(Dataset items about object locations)
>> begin

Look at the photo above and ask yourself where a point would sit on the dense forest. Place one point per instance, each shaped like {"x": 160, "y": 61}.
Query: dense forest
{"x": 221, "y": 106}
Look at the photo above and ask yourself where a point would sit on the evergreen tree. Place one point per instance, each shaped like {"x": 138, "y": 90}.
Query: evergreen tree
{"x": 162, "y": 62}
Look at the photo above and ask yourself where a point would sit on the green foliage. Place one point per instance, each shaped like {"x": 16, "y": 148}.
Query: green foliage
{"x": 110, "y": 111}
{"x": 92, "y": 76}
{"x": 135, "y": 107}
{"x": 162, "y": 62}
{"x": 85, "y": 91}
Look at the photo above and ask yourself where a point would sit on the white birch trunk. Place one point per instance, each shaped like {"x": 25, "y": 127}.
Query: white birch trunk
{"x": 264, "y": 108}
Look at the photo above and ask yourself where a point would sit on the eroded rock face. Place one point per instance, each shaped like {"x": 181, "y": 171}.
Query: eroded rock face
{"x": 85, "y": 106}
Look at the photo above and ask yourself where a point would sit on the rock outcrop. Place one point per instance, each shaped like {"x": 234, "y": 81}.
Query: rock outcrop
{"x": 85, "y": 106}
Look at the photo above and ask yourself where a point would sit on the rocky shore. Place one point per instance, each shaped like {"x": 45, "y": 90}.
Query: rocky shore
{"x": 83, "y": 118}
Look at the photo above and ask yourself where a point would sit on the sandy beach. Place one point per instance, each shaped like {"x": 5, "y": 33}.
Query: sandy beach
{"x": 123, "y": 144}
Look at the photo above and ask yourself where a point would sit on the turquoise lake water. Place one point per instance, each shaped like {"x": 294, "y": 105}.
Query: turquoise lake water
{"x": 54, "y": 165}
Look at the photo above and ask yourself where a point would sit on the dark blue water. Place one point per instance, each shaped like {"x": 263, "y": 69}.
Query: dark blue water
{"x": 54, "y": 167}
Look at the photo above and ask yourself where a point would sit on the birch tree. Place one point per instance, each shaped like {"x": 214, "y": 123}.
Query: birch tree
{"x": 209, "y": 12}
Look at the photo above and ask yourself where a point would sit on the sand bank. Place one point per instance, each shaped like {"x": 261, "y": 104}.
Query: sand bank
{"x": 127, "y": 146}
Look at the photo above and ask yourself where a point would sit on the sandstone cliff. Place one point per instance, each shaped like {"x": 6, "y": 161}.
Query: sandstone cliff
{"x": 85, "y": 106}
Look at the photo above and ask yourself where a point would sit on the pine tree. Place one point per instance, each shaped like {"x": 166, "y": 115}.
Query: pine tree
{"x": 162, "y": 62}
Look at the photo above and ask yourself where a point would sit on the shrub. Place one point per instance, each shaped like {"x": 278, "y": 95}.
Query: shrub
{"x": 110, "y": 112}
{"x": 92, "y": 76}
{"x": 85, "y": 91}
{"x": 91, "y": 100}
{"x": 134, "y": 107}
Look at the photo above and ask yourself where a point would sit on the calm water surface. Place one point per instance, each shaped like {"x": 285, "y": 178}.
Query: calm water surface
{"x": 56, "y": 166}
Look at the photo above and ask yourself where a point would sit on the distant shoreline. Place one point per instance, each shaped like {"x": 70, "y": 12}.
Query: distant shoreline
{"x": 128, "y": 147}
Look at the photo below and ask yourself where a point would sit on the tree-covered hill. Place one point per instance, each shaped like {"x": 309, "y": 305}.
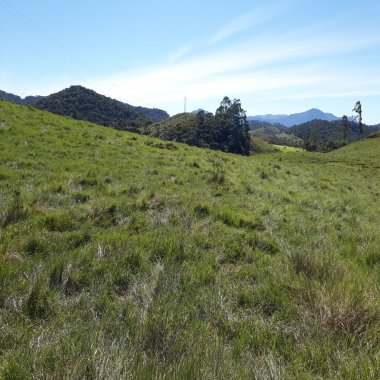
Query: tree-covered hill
{"x": 84, "y": 104}
{"x": 226, "y": 131}
{"x": 66, "y": 103}
{"x": 126, "y": 257}
{"x": 275, "y": 134}
{"x": 328, "y": 135}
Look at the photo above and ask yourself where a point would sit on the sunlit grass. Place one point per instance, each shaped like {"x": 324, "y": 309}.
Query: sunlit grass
{"x": 123, "y": 256}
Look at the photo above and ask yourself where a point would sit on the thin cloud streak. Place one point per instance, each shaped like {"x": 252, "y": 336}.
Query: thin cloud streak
{"x": 263, "y": 66}
{"x": 248, "y": 20}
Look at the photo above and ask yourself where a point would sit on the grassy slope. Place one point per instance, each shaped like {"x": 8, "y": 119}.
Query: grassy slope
{"x": 124, "y": 256}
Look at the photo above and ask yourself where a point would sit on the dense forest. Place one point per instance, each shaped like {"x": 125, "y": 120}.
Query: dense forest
{"x": 226, "y": 131}
{"x": 84, "y": 104}
{"x": 321, "y": 135}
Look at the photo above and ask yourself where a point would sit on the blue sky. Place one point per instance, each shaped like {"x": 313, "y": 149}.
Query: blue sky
{"x": 275, "y": 56}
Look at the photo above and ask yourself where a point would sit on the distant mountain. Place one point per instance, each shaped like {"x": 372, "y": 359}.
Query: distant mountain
{"x": 201, "y": 129}
{"x": 202, "y": 110}
{"x": 296, "y": 118}
{"x": 50, "y": 103}
{"x": 327, "y": 135}
{"x": 17, "y": 99}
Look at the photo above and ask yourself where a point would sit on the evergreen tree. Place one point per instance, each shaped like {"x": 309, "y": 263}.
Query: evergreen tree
{"x": 233, "y": 127}
{"x": 345, "y": 127}
{"x": 358, "y": 110}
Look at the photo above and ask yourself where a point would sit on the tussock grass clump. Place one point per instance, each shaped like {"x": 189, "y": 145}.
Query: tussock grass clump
{"x": 124, "y": 257}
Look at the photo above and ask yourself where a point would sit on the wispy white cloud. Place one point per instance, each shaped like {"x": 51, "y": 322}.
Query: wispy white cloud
{"x": 249, "y": 20}
{"x": 180, "y": 53}
{"x": 293, "y": 67}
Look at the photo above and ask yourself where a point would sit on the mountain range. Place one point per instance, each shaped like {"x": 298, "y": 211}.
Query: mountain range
{"x": 296, "y": 118}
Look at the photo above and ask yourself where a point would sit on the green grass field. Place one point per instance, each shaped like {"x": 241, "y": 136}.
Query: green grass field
{"x": 123, "y": 256}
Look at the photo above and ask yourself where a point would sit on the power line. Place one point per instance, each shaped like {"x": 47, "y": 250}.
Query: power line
{"x": 11, "y": 9}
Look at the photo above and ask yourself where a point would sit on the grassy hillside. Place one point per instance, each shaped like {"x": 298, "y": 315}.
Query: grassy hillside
{"x": 123, "y": 256}
{"x": 273, "y": 134}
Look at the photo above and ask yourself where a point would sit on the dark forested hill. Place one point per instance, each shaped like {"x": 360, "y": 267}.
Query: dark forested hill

>> end

■ INSTRUCTIONS FOR THE TASK: Set out every line of the items above as a JSON list of strings, one string per line, with blank lines omitted. Leave the images out of the answer.

■ EXPECTED ANSWER:
[
  "Look at the photo above and ask yourself where a point would sit on the dense forest. Place one point per instance, each shaped like {\"x\": 160, \"y\": 61}.",
  "Query: dense forest",
  "{\"x\": 221, \"y\": 106}",
  "Look at the photo above and ask yourself where a point would sit on the evergreen tree. Place one point per instance, each shaped like {\"x\": 138, \"y\": 90}.",
  "Query: evergreen tree",
  "{\"x\": 162, \"y\": 62}",
  "Look at the photo above and ask yourself where a point would sit on the green foliage. Place one point per instance, each shaped like {\"x\": 16, \"y\": 148}.",
  "Query: green foliage",
  "{\"x\": 110, \"y\": 111}",
  "{\"x\": 92, \"y\": 76}",
  "{\"x\": 135, \"y\": 107}",
  "{\"x\": 162, \"y\": 62}",
  "{\"x\": 85, \"y\": 91}",
  "Look at the photo above and ask yourself where a point would sit on the white birch trunk. Place one point per instance, each shaped like {\"x\": 25, \"y\": 127}.",
  "Query: white birch trunk",
  "{\"x\": 264, \"y\": 108}",
  "Look at the photo above and ask yourself where a point would sit on the eroded rock face. Place one point per instance, each shaped like {\"x\": 181, \"y\": 171}.",
  "Query: eroded rock face",
  "{\"x\": 85, \"y\": 106}",
  "Look at the photo above and ask yourself where a point would sit on the rock outcrop. Place one point per instance, each shaped like {\"x\": 234, \"y\": 81}.",
  "Query: rock outcrop",
  "{\"x\": 85, \"y\": 106}",
  "Look at the photo above and ask yourself where a point would sit on the rocky shore. Place one point per instance, each shaped like {\"x\": 45, \"y\": 90}.",
  "Query: rocky shore",
  "{\"x\": 83, \"y\": 118}",
  "Look at the photo above and ask yourself where a point would sit on the sandy beach. Place one point per instance, each shaped like {\"x\": 5, \"y\": 33}.",
  "Query: sandy beach",
  "{\"x\": 123, \"y\": 144}",
  "Look at the photo above and ask yourself where a point would sit on the turquoise lake water. Place one point per instance, each shaped like {\"x\": 294, \"y\": 105}.",
  "Query: turquoise lake water",
  "{\"x\": 54, \"y\": 165}",
  "Look at the photo above and ask yourself where a point would sit on the dark blue water. Place one point per instance, each shaped like {\"x\": 263, \"y\": 69}.",
  "Query: dark blue water",
  "{\"x\": 54, \"y\": 167}",
  "Look at the photo above and ask yourself where a point would sit on the birch tree. Place one point per instance, each shaped like {\"x\": 214, \"y\": 123}.",
  "Query: birch tree",
  "{\"x\": 209, \"y\": 12}",
  "Look at the photo above and ask yourself where a point would sit on the sand bank. Place one point per instance, each shaped like {\"x\": 261, \"y\": 104}.",
  "Query: sand bank",
  "{\"x\": 127, \"y\": 146}",
  "Look at the photo above and ask yourself where a point would sit on the sandstone cliff. Place one point per instance, each shaped like {\"x\": 6, \"y\": 161}.",
  "Query: sandstone cliff",
  "{\"x\": 85, \"y\": 106}",
  "Look at the photo above and ask yourself where a point would sit on the pine tree. Place one point per instance, each shaped like {\"x\": 166, \"y\": 115}.",
  "Query: pine tree",
  "{\"x\": 162, \"y\": 62}",
  "Look at the photo above and ask yourself where a point would sit on the shrub. Place one point per instance, each shaped like {\"x\": 278, \"y\": 95}.",
  "Query: shrub",
  "{\"x\": 110, \"y\": 112}",
  "{\"x\": 92, \"y\": 76}",
  "{\"x\": 85, \"y\": 91}",
  "{\"x\": 91, \"y\": 100}",
  "{\"x\": 134, \"y\": 107}",
  "Look at the photo above and ask yourself where a point would sit on the calm water surface. Place one point per instance, each shaped like {\"x\": 285, \"y\": 178}.",
  "Query: calm water surface",
  "{\"x\": 56, \"y\": 166}",
  "Look at the photo above and ask yourself where a point would sit on the distant shoreline. Place one point per instance, each shaped like {\"x\": 70, \"y\": 12}.",
  "Query: distant shoreline",
  "{\"x\": 128, \"y\": 147}",
  "Look at the photo below and ask yourself where a point would sit on the tree-covered hill. Place one point per instance, each shaped like {\"x\": 309, \"y\": 305}.",
  "Query: tree-covered hill",
  "{\"x\": 84, \"y\": 104}",
  "{\"x\": 226, \"y\": 131}",
  "{\"x\": 66, \"y\": 103}",
  "{\"x\": 126, \"y\": 257}",
  "{\"x\": 275, \"y\": 134}",
  "{\"x\": 328, \"y\": 135}",
  "Look at the photo above and ask yourself where a point would sit on the sunlit grass. Place one point per instance, each shaped like {\"x\": 324, \"y\": 309}.",
  "Query: sunlit grass",
  "{\"x\": 123, \"y\": 256}",
  "Look at the photo above and ask yourself where a point would sit on the thin cloud streak. Place one point per instance, each shaped like {\"x\": 252, \"y\": 336}.",
  "Query: thin cloud streak",
  "{\"x\": 263, \"y\": 66}",
  "{\"x\": 248, \"y\": 20}",
  "Look at the photo above and ask yourself where a point would sit on the grassy slope. Place one point per instance, each shaped like {\"x\": 8, \"y\": 119}.",
  "Query: grassy slope",
  "{\"x\": 124, \"y\": 256}",
  "Look at the photo above and ask yourself where a point would sit on the dense forest. Place one point per instance, each shaped like {\"x\": 125, \"y\": 120}.",
  "Query: dense forest",
  "{\"x\": 226, \"y\": 131}",
  "{\"x\": 84, \"y\": 104}",
  "{\"x\": 321, \"y\": 135}",
  "Look at the photo above and ask yourself where a point would sit on the blue sky. Place one point per instance, each shaped like {\"x\": 313, \"y\": 149}.",
  "Query: blue sky",
  "{\"x\": 275, \"y\": 56}",
  "Look at the photo above and ask yourself where a point would sit on the distant mountain. Place one point per instance, each shaped like {\"x\": 372, \"y\": 359}.",
  "Query: distant mountain",
  "{\"x\": 201, \"y\": 129}",
  "{\"x\": 202, \"y\": 110}",
  "{\"x\": 296, \"y\": 118}",
  "{\"x\": 50, \"y\": 103}",
  "{\"x\": 327, \"y\": 135}",
  "{\"x\": 17, \"y\": 99}",
  "Look at the photo above and ask yourself where a point would sit on the evergreen tree. Place one point per instance, each shaped like {\"x\": 309, \"y\": 263}.",
  "Query: evergreen tree",
  "{\"x\": 233, \"y\": 127}",
  "{\"x\": 345, \"y\": 127}",
  "{\"x\": 358, \"y\": 110}",
  "Look at the photo above and ask yourself where a point would sit on the tussock grass clump. Place one point per instance, each shaped like {\"x\": 189, \"y\": 145}.",
  "Query: tussock grass clump",
  "{\"x\": 124, \"y\": 257}",
  "Look at the photo above and ask yourself where a point would sit on the wispy white cloud. Place one point per instance, each shaped like {\"x\": 51, \"y\": 322}.",
  "Query: wispy white cloud",
  "{\"x\": 249, \"y\": 20}",
  "{\"x\": 180, \"y\": 53}",
  "{\"x\": 293, \"y\": 67}",
  "Look at the photo above and ask yourself where a point would sit on the mountain range. Place one point per instance, each shaped like {\"x\": 298, \"y\": 211}.",
  "Query: mountain range",
  "{\"x\": 296, \"y\": 118}",
  "Look at the photo above and ask yourself where a point would sit on the green grass field. Place one point per instance, each shaped like {\"x\": 241, \"y\": 136}.",
  "Query: green grass field",
  "{\"x\": 123, \"y\": 256}",
  "Look at the photo above and ask yourself where a point would sit on the power line. Place one point per instance, each shaped like {\"x\": 47, \"y\": 250}.",
  "Query: power line",
  "{\"x\": 11, \"y\": 9}",
  "Look at the photo above and ask yourself where a point would sit on the grassy hillside. Place one point per instance, each shaped like {\"x\": 298, \"y\": 315}.",
  "Query: grassy hillside",
  "{\"x\": 123, \"y\": 256}",
  "{\"x\": 273, \"y\": 134}",
  "Look at the photo above and ask yourself where a point would sit on the dark forested hill. Place one point per instance, each shaped like {\"x\": 360, \"y\": 267}.",
  "Query: dark forested hill"
]